What the task requires: Pick out each line of the items below that contains the word "every", and copy those lines.

>> start Material

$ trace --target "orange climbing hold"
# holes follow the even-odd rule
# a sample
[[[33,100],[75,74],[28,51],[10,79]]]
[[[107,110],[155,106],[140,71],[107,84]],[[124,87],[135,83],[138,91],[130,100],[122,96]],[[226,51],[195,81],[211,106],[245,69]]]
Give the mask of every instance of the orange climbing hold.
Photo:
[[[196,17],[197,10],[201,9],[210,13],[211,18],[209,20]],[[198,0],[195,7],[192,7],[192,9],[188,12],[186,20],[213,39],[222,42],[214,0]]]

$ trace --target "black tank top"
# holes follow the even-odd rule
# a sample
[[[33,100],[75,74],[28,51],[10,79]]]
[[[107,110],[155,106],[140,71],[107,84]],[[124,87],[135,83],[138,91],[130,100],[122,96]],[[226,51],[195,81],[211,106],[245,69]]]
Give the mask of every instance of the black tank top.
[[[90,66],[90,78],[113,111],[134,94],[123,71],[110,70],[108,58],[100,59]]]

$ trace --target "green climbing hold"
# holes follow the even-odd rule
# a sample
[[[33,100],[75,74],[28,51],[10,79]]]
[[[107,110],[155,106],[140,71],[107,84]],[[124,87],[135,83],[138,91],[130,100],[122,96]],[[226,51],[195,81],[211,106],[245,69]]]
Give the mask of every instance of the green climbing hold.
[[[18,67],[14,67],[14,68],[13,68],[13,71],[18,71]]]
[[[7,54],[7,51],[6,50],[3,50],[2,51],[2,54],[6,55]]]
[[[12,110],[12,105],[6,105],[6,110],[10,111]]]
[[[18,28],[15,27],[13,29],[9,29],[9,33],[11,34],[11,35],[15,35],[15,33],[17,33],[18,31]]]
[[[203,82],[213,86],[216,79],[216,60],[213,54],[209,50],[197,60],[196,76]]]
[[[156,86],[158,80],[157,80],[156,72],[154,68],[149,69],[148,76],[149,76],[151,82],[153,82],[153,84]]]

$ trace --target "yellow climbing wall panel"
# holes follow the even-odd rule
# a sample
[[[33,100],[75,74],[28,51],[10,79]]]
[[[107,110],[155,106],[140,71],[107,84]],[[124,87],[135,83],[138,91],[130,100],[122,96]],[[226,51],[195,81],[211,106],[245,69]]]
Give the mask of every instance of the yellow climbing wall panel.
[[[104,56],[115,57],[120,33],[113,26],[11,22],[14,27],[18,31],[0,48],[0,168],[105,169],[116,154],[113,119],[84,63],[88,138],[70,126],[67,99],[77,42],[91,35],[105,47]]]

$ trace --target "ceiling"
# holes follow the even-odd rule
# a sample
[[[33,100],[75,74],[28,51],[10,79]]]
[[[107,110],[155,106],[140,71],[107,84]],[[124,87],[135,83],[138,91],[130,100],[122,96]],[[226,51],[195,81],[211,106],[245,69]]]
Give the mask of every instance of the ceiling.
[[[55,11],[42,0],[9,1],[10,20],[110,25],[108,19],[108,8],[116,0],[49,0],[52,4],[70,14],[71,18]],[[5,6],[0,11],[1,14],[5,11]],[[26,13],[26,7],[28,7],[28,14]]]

>> end Material

Exercise response:
Give the mask of every instance of the orange climbing hold.
Give the mask of every instance of the black tank top.
Give the mask of every instance of the green climbing hold.
Give the mask of every instance of the yellow climbing wall panel.
Give the mask of every instance of the ceiling.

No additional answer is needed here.